[Document section]
+ + +

Thoughts on AI in the Law: A Powerful Tool, but Not the Right Tool for Every Job.
- Morgan Cummings

- May 5
- 13 min read
Thanks to legal document platforms and AI systems, anyone can generate a contract, form an LLC, or draft a will in a matter of minutes. And that’s not always a bad thing. These tools are convenient, relatively inexpensive, fast, and in many cases, genuinely helpful.
But there’s a crucial misunderstanding happening when someone uses one of these tools: People assume that generating a legal document is the same thing as practicing law. It isn’t. And the difference matters most when something goes wrong. And more importantly, people often place confidence in those documents as if they carry the same weight as advice from a qualified attorney.
A generated document can look professional, it can seem comprehensive, and it can even include a lot of the “right” language. But the real question is: Was this the right approach for this situation in the first place?
What AI and Form Platforms Do Well
AI and form tools provide a good solution to a real problem. They are built for speed and standardization. They take common, repeatable scenarios, and apply pre-built solutions for many day-to-day situations. For example, with the proper instructions, these tools can do a really good job at helping someone form a single-member LLC with no outside investors, or draft a basic independent contractor agreement, or help a company implement a simple confidentiality agreement. These scenarios involve relatively well-known legal issues, and the range of acceptable solutions is narrow. That’s where these tools shine, because in straightforward scenarios, a standardized solution can be good enough. But what about situations where good enough isn’t good enough?

+ + +

[Extracted information]
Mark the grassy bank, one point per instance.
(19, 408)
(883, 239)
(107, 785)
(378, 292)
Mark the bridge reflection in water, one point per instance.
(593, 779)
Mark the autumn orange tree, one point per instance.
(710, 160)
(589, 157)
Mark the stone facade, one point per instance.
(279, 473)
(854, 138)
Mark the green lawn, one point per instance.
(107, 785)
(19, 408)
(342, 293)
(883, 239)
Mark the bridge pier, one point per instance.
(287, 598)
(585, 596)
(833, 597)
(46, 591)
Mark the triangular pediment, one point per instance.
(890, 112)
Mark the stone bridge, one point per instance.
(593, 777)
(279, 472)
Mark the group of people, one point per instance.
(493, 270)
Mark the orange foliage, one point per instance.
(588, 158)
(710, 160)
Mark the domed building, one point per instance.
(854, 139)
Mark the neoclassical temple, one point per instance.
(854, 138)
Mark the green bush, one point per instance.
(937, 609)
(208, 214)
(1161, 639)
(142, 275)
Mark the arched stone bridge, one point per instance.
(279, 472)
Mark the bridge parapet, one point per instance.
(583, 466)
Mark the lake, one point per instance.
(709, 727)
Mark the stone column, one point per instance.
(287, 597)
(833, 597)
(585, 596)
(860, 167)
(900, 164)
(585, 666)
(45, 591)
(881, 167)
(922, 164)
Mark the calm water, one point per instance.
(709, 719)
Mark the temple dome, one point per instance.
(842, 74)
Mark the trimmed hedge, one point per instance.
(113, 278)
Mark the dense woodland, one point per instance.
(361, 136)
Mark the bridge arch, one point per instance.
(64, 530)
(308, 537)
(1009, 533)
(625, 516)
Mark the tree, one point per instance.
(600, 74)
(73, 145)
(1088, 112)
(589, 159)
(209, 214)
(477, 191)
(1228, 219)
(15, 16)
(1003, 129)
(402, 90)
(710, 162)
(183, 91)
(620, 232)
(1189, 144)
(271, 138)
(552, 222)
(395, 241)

+ + +

[Request A] Summarize the essay on artificial intelligence in legal practice in two sentences.
[Request B] Reproduce, word for word, every one of the rows of labeling instructions and their coordinate points.
The rows have no connection to the essay on artificial intelligence in legal practice.

[Task result A] Legal document platforms and AI systems let anyone generate a contract, form an LLC, or draft a will within minutes, and they are convenient, inexpensive, fast, and often helpful, but people wrongly assume that generating a legal document is the same as practicing law. These tools are built for speed and standardization and work well in common, straightforward scenarios with narrow acceptable solutions, yet a professional-looking document does not show whether it was the right approach for the situation.

[Task result B]
Mark the grassy bank, one point per instance.
(19, 408)
(883, 239)
(107, 785)
(378, 292)
Mark the bridge reflection in water, one point per instance.
(593, 779)
Mark the autumn orange tree, one point per instance.
(710, 160)
(589, 157)
Mark the stone facade, one point per instance.
(279, 473)
(854, 138)
Mark the green lawn, one point per instance.
(107, 785)
(19, 408)
(342, 293)
(883, 239)
Mark the bridge pier, one point per instance.
(287, 598)
(585, 596)
(833, 597)
(46, 591)
Mark the triangular pediment, one point per instance.
(890, 112)
Mark the stone bridge, one point per instance.
(593, 777)
(279, 472)
Mark the group of people, one point per instance.
(493, 270)
Mark the orange foliage, one point per instance.
(588, 158)
(710, 160)
Mark the domed building, one point per instance.
(854, 139)
Mark the neoclassical temple, one point per instance.
(854, 138)
Mark the green bush, one point per instance.
(937, 609)
(208, 214)
(1161, 639)
(142, 275)
Mark the arched stone bridge, one point per instance.
(279, 472)
Mark the bridge parapet, one point per instance.
(583, 466)
Mark the lake, one point per instance.
(709, 727)
Mark the stone column, one point per instance.
(287, 597)
(833, 597)
(585, 596)
(860, 167)
(900, 164)
(585, 666)
(45, 591)
(881, 167)
(922, 164)
Mark the calm water, one point per instance.
(709, 719)
Mark the temple dome, one point per instance.
(842, 74)
Mark the trimmed hedge, one point per instance.
(113, 278)
Mark the dense woodland, one point per instance.
(361, 136)
Mark the bridge arch, one point per instance.
(64, 530)
(308, 537)
(1009, 533)
(625, 516)
Mark the tree, one point per instance.
(600, 74)
(73, 145)
(1088, 112)
(589, 159)
(209, 214)
(477, 191)
(1228, 219)
(15, 16)
(1003, 129)
(402, 90)
(710, 162)
(183, 91)
(620, 232)
(1189, 144)
(271, 138)
(552, 222)
(395, 241)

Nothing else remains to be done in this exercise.